**PAGE EXTRACT:**
───

The downtown area of Buffalo, New York is seen from atop City Hall.
(The Center Square) – On the heels of a recent report that shined a spotlight on top-level public employee COVID-19 overtime spending in Erie County, New York, lawmakers representing the area have expressed a desire to dig deeper into the numbers.
Erie County Comptroller Stefan Mychajliw recently released a report on the amount of overtime paid to political appointees in the initial 18 weeks of COVID-19 crisis work.
Under normal circumstances, the employees – known technically as managerial confidential workers – would not receive overtime.
But County Executive Mark Poloncarz’s emergency declaration at the onset of the pandemic lifted the provision. Poloncarz’s ruling gave the county the ability to seek federal reimbursement for COVID-19 expenses though the CARES Act.
Mychajliw’s report, issued July 16, revealed 54 of the political managerial appointees netted a combined $825,039. More than half – $441,655 – was distributed to the sheriff’s department. Top-level employees receiving funds in other county agencies included people working in the health, law and public works departments.
County Legislature Chairwoman April Baskin, D-Buffalo, had requested Mychajliw’s office audit the overtime pay.
Since the report’s release, Baskin and other officials have called for a more thorough explanation from Sheriff Timothy Howard on the rationale behind the overtime spending. Other departments, Baskin said, have provided tracking through an electronic time keeping system, on the COVID-19 overtime funds.

───

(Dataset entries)
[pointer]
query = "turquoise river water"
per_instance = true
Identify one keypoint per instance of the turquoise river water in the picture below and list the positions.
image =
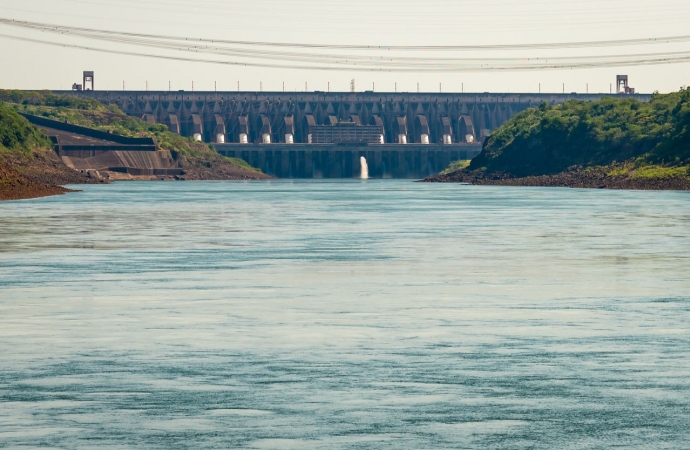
(382, 314)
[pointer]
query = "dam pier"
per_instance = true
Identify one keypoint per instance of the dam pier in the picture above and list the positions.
(325, 135)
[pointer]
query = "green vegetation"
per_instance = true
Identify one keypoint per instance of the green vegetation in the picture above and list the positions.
(628, 137)
(456, 165)
(654, 171)
(17, 134)
(93, 114)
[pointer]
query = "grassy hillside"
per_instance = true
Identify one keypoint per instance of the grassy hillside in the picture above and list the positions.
(194, 156)
(18, 135)
(28, 165)
(625, 136)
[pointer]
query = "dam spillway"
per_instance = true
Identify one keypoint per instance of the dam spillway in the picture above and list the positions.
(324, 134)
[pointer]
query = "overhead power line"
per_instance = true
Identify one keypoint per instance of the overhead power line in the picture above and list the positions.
(62, 29)
(369, 58)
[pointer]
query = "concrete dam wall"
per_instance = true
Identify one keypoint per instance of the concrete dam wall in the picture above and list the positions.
(319, 134)
(343, 161)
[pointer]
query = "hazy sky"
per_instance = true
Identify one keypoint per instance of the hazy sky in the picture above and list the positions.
(373, 22)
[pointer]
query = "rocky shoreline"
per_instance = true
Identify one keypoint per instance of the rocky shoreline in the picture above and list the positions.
(580, 178)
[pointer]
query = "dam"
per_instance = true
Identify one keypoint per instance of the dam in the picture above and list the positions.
(325, 134)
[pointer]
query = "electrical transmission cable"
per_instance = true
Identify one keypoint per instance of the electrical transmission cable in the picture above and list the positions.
(364, 58)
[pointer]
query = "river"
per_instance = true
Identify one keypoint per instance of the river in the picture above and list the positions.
(379, 314)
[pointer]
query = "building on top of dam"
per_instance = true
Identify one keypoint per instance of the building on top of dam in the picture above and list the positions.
(325, 134)
(292, 117)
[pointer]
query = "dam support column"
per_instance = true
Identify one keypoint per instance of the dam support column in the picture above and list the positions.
(308, 164)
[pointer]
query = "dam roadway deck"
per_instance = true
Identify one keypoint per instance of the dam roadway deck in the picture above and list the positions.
(420, 133)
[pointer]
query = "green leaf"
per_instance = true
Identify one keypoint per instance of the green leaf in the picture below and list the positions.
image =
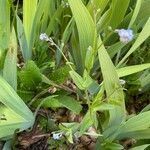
(70, 103)
(85, 26)
(17, 114)
(136, 12)
(78, 80)
(136, 123)
(142, 147)
(138, 135)
(118, 6)
(125, 71)
(22, 40)
(87, 122)
(60, 75)
(61, 101)
(113, 146)
(112, 86)
(10, 65)
(30, 76)
(4, 24)
(145, 33)
(29, 10)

───

**TASKS:**
**A.** In the article on Erie County COVID-19 overtime pay, what combined amount did the 54 political managerial appointees receive?
**B.** Resume the article on Erie County COVID-19 overtime spending from its final sentence.

**ANSWERS TO THE EXERCISE:**
**A.** $825,039

**B.**
“The sheriff’s office needs to provide similar documentation so the public can begin to get a full picture of the duties and responsibilities of the sheriff’s political appointees during this pandemic,” Baskin said in a statement.
While a specific timetable has not been announced, Baskin said she would take additional steps, if necessary.
“If the sheriff’s office refuses to provide the promised information, I will file a Freedom of Information request, and formal investigations will ensue,” Baskin said.
In a news release announcing his findings, Mychajliw revealed County Health Commissioner Gale Burstein received the largest amount of overtime compensation, totaling $83,996 within the 18-week period.
“No matter who pays the bill, we always need to remember this money comes from hard-working families and taxpayers,” Mychajliw said in a statement. “To put things in perspective, the more than $88,000 for 18 weeks of overtime and holiday pay for the health commissioner is more than two-and-a-half times what the average person in Erie County makes an entire year.”
The $825,039 overtime figure applies only to managerial confidential workers on the county payroll.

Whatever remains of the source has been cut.